(Records excerpted from a collection)
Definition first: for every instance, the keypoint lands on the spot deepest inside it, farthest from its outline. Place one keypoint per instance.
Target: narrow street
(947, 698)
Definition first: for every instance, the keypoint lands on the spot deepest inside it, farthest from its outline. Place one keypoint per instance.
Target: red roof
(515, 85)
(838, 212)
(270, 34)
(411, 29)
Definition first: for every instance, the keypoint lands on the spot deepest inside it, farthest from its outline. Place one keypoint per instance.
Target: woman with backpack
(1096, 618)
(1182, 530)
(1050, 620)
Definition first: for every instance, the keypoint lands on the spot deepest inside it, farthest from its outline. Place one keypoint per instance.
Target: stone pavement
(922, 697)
---
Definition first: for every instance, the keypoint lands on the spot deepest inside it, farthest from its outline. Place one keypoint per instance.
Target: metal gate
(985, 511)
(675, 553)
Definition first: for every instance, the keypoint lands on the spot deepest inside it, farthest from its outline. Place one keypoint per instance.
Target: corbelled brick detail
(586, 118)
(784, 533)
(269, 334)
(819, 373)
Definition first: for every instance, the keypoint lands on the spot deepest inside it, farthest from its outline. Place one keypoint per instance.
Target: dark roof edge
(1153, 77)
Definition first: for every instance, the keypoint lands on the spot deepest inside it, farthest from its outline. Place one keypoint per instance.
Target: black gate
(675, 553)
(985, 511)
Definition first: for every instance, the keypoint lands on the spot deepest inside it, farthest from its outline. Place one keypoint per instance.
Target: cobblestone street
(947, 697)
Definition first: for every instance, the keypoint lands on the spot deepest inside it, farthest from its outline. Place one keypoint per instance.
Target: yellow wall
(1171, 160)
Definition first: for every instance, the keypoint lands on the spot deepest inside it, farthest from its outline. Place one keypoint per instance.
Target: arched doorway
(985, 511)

* _Exercise_
How many lines in the material above contain the string "gate"? Reply with the number alone.

* _Written solution_
2